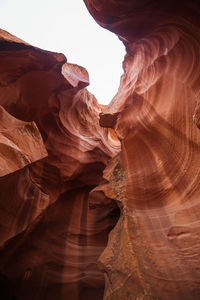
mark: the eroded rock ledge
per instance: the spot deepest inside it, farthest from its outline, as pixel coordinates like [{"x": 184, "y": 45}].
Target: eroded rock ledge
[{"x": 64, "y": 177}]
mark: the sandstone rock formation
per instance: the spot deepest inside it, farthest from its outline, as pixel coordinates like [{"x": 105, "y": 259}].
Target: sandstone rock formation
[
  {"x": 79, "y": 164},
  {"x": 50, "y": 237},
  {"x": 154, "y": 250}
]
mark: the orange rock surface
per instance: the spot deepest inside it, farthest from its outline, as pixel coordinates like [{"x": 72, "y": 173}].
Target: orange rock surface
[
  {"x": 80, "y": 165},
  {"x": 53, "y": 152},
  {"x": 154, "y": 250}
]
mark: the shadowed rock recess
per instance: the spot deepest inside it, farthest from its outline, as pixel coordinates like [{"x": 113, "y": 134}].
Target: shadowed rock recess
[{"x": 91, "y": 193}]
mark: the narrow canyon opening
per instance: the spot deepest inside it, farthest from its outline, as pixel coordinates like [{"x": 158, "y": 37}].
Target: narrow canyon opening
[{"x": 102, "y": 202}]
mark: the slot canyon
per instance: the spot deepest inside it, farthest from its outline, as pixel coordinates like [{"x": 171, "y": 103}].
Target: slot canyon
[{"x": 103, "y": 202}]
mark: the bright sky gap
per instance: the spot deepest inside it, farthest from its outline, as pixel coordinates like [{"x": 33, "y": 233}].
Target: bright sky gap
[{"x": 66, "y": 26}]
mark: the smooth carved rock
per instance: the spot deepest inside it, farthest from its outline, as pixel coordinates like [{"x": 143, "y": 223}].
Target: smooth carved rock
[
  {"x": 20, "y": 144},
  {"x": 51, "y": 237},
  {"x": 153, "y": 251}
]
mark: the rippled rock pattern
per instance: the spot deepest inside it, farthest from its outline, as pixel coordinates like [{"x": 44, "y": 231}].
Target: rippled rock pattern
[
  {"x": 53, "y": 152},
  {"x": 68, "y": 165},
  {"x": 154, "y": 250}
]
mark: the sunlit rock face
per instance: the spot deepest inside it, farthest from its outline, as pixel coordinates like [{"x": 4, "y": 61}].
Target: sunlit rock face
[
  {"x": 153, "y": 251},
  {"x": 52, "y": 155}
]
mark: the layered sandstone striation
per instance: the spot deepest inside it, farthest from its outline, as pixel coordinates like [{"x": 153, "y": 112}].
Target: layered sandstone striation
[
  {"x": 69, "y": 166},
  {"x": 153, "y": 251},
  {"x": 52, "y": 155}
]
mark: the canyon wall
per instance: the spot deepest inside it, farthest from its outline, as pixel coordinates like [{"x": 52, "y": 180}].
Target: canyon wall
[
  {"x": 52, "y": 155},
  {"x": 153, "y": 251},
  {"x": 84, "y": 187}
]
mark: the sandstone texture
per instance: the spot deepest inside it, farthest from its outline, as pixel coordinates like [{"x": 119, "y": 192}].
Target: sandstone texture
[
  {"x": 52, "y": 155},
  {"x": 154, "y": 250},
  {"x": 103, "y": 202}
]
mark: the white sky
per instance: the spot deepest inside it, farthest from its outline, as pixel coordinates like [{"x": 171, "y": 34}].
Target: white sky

——

» **TASK**
Please copy out the whole listing exactly as it stands, minus the pictures.

» **EXERCISE RESPONSE**
mark: the eroded rock ledge
per instance: the spot deepest inside it, farthest from its outline, as pixel coordinates like [{"x": 184, "y": 45}].
Target: eroded rock ledge
[{"x": 64, "y": 177}]
mark: the sandstone rock formation
per instance: the spot deepest inside it, farthest from its outline, as pixel coordinates like [{"x": 105, "y": 259}].
Target: sandstone rock formation
[
  {"x": 79, "y": 164},
  {"x": 50, "y": 237},
  {"x": 154, "y": 250}
]
mark: the orange rock surface
per instance: the spot deepest inside it, farthest from its outline, as pixel coordinates like [{"x": 72, "y": 173}].
Target: orange rock surface
[
  {"x": 80, "y": 165},
  {"x": 53, "y": 152},
  {"x": 154, "y": 250}
]
mark: the shadowed rock recess
per instance: the spot deepest inside it, farthest from its outline, as pixel coordinates like [{"x": 113, "y": 134}].
Target: shadowed rock recess
[{"x": 91, "y": 193}]
mark: the narrow canyon opening
per instance: the spot deepest inside it, farthest from its outline, as pixel coordinates like [{"x": 158, "y": 37}].
Target: narrow canyon opening
[{"x": 102, "y": 202}]
mark: the slot canyon
per instance: the spot deepest inside it, farthest from its outline, as pixel coordinates like [{"x": 171, "y": 103}].
Target: slot canyon
[{"x": 103, "y": 202}]
mark: the bright sky gap
per instance: the spot deepest inside it, farthest from its outline, as pixel coordinates like [{"x": 33, "y": 233}].
Target: bright sky gap
[{"x": 66, "y": 26}]
mark: the smooth carved rock
per instance: the spot deepest inside it, farthest from its outline, as pixel coordinates like [{"x": 143, "y": 223}].
Target: smooth carved rock
[
  {"x": 20, "y": 144},
  {"x": 51, "y": 237},
  {"x": 153, "y": 251}
]
mark: the rippled rock pattern
per instance: the spot deepest inside it, farthest from its outline, as pixel coordinates like [{"x": 44, "y": 231}].
Target: rippled rock pattern
[
  {"x": 53, "y": 152},
  {"x": 68, "y": 165},
  {"x": 154, "y": 250}
]
mark: the sunlit rock face
per instance: the spot deepest inside it, farthest from its outline, as pixel coordinates like [{"x": 4, "y": 61}].
Target: sunlit rock face
[
  {"x": 153, "y": 251},
  {"x": 52, "y": 155}
]
mark: the layered sandstone striation
per instance: the spot deepest inside it, farthest from its outline, as pixel coordinates like [{"x": 153, "y": 112}].
Target: layered sandstone striation
[
  {"x": 69, "y": 166},
  {"x": 153, "y": 251},
  {"x": 52, "y": 155}
]
mark: the canyon wall
per instance: the spot deepest inside it, farthest from its outline, as pixel coordinates like [{"x": 52, "y": 180}].
Target: canyon wall
[
  {"x": 52, "y": 155},
  {"x": 153, "y": 251},
  {"x": 84, "y": 187}
]
mark: the sandstone texture
per instance: the spot deepest inside it, farthest from its outline, as pixel coordinates like [{"x": 119, "y": 192}].
Target: sandstone texture
[
  {"x": 52, "y": 155},
  {"x": 154, "y": 250},
  {"x": 103, "y": 202}
]
mark: the white sky
per instance: the spot deepest inside it, farthest from its outline, as pixel coordinates like [{"x": 171, "y": 34}].
Target: white sky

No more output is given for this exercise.